++++ TRECHO APRESENTADO
Portanto, os riscos de efeitos colaterais baseados em escolhas, especialmente associadas ao processo de inovação tecnológica, não é algo novo. A “Sociedade de Risco”, título da obra clássica do filósofo Ulrich Beck, lançada em 1986, logo após o acidente nuclear de Chernobyl, alerta sobre os riscos e potenciais de autoameaça[19], numa medida até então desconhecidos, do processo de modernização (BECK, 2010, p. 23). De uma forma perspicaz, Beck (2010) alerta sobre o novo modelo de desenvolvimento, que incorpora o emprego de tecnologias e não utiliza mais exclusivamente a extração natural, gerando um processo de modernização reflexivo[20], que se converte em tema e problema.

Interessante observar que a sociedade de risco, desenhada por Beck, não é uma crise ou uma revolução, mas surge a partir das vitórias do capitalismo, que exige um dinamismo industrial extremamente veloz, que se sobrepõe a discussões e decisões políticas de parlamentares e governos. Portanto, para o autor, esta sociedade não é uma opção de escolha numa disputa política; ela surge na continuidade dos processos de modernização autônoma, que são cegos e surdos a seus próprios efeitos e ameaças (BECK, GIDDENS, LASH, 1997).

A tese central da sociedade de risco, segundo Beck (2003, p. 119), “é a de que a progressiva radicalização dos processos de modernização, 'tecnicização' e 'economicização' gera consequências que erodem e põem em questão justamente esse programa institucionalizado de cálculo dos efeitos colaterais”. Outro fator que é mensurado neste cálculo, é a evidente “miopia econômica” da racionalidade técnica das ciências. “No esforço pelo aumento de produtividade, sempre foram e são deixados de lado os riscos implicados. A primeira prioridade da curiosidade científico-tecnológica remete à utilidade produtiva, e só então, num segundo passo, e às vezes nem isto, é que se consideram também as ameaças implicadas” (BECK, 2010, p. 73).

Atualmente, com a Quarta Revolução Industrial, que eclode na virada do século, os riscos persistem e tomam proporções que sequer conseguem ser mensuradas pelo ser humano. Beck (2018) refere que se vive a metamorfose do mundo, que implica numa transformação muito mais radical, em que velhas certezas da sociedade moderna estão desaparecendo e algo inteiramente novo emerge.
++++++++
++++ ITENS DE DADOS
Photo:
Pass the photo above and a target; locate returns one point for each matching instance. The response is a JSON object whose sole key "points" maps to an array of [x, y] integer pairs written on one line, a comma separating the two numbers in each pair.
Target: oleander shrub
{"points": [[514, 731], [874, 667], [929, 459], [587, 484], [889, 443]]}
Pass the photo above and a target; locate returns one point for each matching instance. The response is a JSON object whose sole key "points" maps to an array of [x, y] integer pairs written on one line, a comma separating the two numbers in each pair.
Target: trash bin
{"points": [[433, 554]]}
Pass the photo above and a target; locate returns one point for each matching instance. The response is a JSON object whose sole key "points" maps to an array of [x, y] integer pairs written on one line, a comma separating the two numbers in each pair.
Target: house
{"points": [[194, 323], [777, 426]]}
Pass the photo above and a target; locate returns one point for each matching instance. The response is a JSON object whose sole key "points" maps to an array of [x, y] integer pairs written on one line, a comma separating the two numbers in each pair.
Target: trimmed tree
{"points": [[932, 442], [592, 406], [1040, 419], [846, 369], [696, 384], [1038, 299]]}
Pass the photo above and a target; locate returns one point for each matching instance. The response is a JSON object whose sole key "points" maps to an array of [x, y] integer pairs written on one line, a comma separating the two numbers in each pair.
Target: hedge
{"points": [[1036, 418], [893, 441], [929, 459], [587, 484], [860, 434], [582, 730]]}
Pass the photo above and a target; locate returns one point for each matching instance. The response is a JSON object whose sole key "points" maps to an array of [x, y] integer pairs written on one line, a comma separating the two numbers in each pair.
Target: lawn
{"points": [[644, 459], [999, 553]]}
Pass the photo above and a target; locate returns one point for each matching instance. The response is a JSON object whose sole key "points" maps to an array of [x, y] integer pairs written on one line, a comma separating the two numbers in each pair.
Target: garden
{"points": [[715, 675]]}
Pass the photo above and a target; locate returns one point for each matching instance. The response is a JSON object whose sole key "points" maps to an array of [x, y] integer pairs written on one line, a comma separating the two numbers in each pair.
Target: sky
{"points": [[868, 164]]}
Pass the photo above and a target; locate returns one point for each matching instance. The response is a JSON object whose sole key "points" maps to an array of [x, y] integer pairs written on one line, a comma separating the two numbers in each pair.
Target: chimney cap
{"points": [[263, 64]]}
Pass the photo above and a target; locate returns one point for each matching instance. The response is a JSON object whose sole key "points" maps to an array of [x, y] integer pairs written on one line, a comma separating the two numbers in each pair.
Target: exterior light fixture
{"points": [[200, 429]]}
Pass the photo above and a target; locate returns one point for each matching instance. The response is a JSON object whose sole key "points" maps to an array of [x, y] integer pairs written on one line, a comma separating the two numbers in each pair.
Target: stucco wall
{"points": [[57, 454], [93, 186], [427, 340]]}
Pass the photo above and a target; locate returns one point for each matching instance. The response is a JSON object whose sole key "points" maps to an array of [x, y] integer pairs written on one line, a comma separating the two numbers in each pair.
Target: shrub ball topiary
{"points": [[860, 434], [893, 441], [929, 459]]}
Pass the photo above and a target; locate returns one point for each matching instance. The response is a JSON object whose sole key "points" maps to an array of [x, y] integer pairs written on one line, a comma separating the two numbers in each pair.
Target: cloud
++++++++
* ENUNCIADO DA TAREFA *
Dê continuidade ao texto sobre a sociedade de risco, escrevendo o trecho que viria logo depois da última frase.

* RESPOSTA DO EXERCÍCIO *
A teoria da metamorfose vai além da teoria da sociedade de risco mundial: ela não trata dos efeitos colaterais negativos dos bens, mas dos efeitos colaterais positivos dos males. Estes produzem horizontes normativos de bens comuns e nos impelem para além da moldura nacional, rumo a uma perspectiva cosmopolita (BECK, 2018, p. 16).

No início do século XXI, os espaços de ação são cosmopolizados, o que significa que o enquadramento da ação não é mais apenas nacional e integrado, mas global e desintegrado, contendo as diferenças entre regulações nacionais no direito, na política, na cidadania, nos serviços etc. A anterior sociedade industrial nacionalmente organizada está se metamorfoseando numa sociedade de risco mundial desconhecida (BECK, 2018).

Na Quarta Revolução Industrial não se fala mais somente em governo, mas em líderes mundiais. Conforme refere Schwab (2018), são os líderes em todos os setores e em todos os países que devem assumir a responsabilidade de estimular a conversa para saber quais mudanças sistêmicas - sociais e econômicas - devem ser realizadas e se a sociedade deseja realizá-las de forma revolucionária ou incremental.

Inclusive, conforme refere Beck (2018), observando-se a metamorfose do mundo de uma perspectiva cosmopolita, a relação entre Estados e cidades é invertida. Em face de riscos globais e cosmopolitas, os Estados permanecem presos na ficção de soberania egoísta e fracassam. As cidades, não presas ao recipiente nacional e com uma posição mais autônoma, diante dos riscos globais, estão abertas à política cosmopolita cooperativa.

O mundo dos Estados-nação representa fracasso porque, em seus egoísmos nacionais, eles se bloqueiam uns aos outros. As cidades mundiais, por outro lado, representam a interação do colapso e despertar. Aqui o choque de riscos globais torna-se uma questão de experiência cotidiana, mas também o choque de desigualdades globais, o choque de conflitos mundiais [...] e as batalhas entre capitalismos suicidas e de sobrevivência (BECK, 2018, p. 217).

É nas cidades que se desenvolvem os principais ecossistemas de inovação, como, por exemplo, os clusters localizados no Vale do Silício, Barcelona, Medellín, Recife ou Florianópolis. E é também nas cidades que as inovações são implementadas e refletem seus efeitos colaterais, demandando medidas de conscientização e contenção pelas comunidades locais. Castells (1999) identifica esse movimento já na década de 1990, quando refere que o Estado não desaparece, é apenas redimensionado na Era da Informação. Prolifera sob a forma de governos locais e regionais que se espalham pelo mundo com seus projetos, formam eleitorados e negociam com governos nacionais, empresas multinacionais e órgãos internacionais. A era da globalização da economia também é a era da localização da constituição política. O que os governos locais e regionais não têm em termos de poder e recursos é compensado pela flexibilidade e atuação em redes. Eles são o único páreo, se é que existe algum, para o dinamismo das redes globais de riqueza e informação.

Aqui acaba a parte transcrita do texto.